▶ _Extract_:
########

# Discontent when leashed



## Mr Percy (Mar 31, 2016)

Our Cockapoo is now 5 and is a highly strung, demanding, but also generally a well behaved and responsive dog. Recall and fetch / sit / heel / leave commands are all acted on very well. These were achieved by positive training. 

But there is an issue which seems to be getting worse. On regular route walks all is "normal" he tends to pull a lot in excitement at the beginning. No amount of lead control training seems to be able to work on this (stopping / going in the opposite direction when he doesn't respond etc) but he settles down after 3/4 minutes and walks fine. Not perfect, tends to be pretty sniff / territory marking obsessed whilst walking, but not too bad. However, when we take him in the car for a walk somewhere he simply does not settle down from the beginning of the walk. He pulls continually, tail tucked between legs, very unsettled. Its as though he can't contain himself. He looks to us and slows momentarily but then is off pulling again. Unsettled and twitchy. It seems to be a deeply in built "trait". Certainly we have noticed this in other Cockapoos / Spaniels but he is in the "worst" 10% of these and it is at odds with his otherwise responsive obedience. We considered he was unhappy with the environment but this doesn't seem to hold true - he's the same on a quiet beach as in a crowded market or pavement with traffic close. We don't think traffic noise helps (as we live in a quite area) but it doesn't seem to be a root cause. 

Our thinking is that walks which originate in the car mean lots of off-lead time at the beach / on the moor / ball retrieval and he is getting too excited (and is naturally highly strung) and reverting to some sort of "work" mode. We are going to keep him on lead in these scenarios to see if this breaks the pattern of expectation in him. He heels and recalls well from distance even in excitable scenarios (rewarded with treats) and we have tried extending this to his on lead response but it doesn't seem to be working very well. Neither is constantly firming up the leash so he can't pull and saying "NO PULLING". Have others had this problem or suggestions to correct the behaviour?


----------



## 2ndhandgal (Aug 29, 2011)

I would book a one to one session with a good reward based trainer to see what is actually going on and come up with some methods to help you. In the UK I would look at the APDT to find a local trainer.


----------

########

(Items from a dataset)
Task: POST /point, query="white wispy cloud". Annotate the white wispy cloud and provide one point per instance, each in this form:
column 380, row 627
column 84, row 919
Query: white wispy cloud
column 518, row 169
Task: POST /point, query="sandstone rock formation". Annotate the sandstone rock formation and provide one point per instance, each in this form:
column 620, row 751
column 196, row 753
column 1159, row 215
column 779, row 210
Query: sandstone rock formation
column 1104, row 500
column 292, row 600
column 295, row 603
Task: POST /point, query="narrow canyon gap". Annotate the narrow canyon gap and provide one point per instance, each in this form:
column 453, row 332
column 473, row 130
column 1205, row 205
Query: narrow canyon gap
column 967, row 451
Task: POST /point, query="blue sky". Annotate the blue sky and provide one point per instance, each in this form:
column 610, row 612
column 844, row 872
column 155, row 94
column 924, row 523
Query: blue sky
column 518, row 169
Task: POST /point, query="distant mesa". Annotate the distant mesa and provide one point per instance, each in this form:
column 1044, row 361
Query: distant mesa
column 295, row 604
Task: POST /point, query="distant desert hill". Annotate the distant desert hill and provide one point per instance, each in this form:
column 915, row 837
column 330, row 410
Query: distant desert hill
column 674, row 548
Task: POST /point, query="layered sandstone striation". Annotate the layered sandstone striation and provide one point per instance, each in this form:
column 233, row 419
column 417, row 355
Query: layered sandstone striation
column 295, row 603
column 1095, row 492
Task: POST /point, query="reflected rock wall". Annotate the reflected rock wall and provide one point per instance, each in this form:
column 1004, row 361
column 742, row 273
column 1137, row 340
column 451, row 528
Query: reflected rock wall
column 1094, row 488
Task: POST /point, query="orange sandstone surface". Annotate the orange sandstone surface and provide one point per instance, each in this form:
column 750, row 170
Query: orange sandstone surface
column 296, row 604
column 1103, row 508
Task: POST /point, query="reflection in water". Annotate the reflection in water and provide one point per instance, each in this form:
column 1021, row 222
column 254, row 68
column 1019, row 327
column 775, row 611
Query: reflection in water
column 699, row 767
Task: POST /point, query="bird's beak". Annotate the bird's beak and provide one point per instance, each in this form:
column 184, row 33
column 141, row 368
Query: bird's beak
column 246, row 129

########

▶ _Exercises_:
1. Answer these questions about the forum thread on leash pulling:
(a) How old is the Cockapoo?
(b) What does the owner plan to do with him on walks that start with a car trip?
(c) Which organization does the reply name for finding a local trainer in the UK?
2. Reproduce the listing from the line containing "the distant desert" through the end of the listing, both ends included.

▶ _Results for each task_:
1.
(a) He is 5.
(b) Keep him on lead.
(c) The APDT.

2.
Task: POST /point, query="distant desert hill". Annotate the distant desert hill and provide one point per instance, each in this form:
column 915, row 837
column 330, row 410
Query: distant desert hill
column 674, row 548
Task: POST /point, query="layered sandstone striation". Annotate the layered sandstone striation and provide one point per instance, each in this form:
column 233, row 419
column 417, row 355
Query: layered sandstone striation
column 295, row 603
column 1095, row 492
Task: POST /point, query="reflected rock wall". Annotate the reflected rock wall and provide one point per instance, each in this form:
column 1004, row 361
column 742, row 273
column 1137, row 340
column 451, row 528
Query: reflected rock wall
column 1094, row 488
Task: POST /point, query="orange sandstone surface". Annotate the orange sandstone surface and provide one point per instance, each in this form:
column 750, row 170
Query: orange sandstone surface
column 296, row 604
column 1103, row 508
Task: POST /point, query="reflection in water". Annotate the reflection in water and provide one point per instance, each in this form:
column 1021, row 222
column 254, row 68
column 1019, row 327
column 775, row 611
Query: reflection in water
column 699, row 767
Task: POST /point, query="bird's beak". Annotate the bird's beak and provide one point per instance, each in this form:
column 184, row 33
column 141, row 368
Query: bird's beak
column 246, row 129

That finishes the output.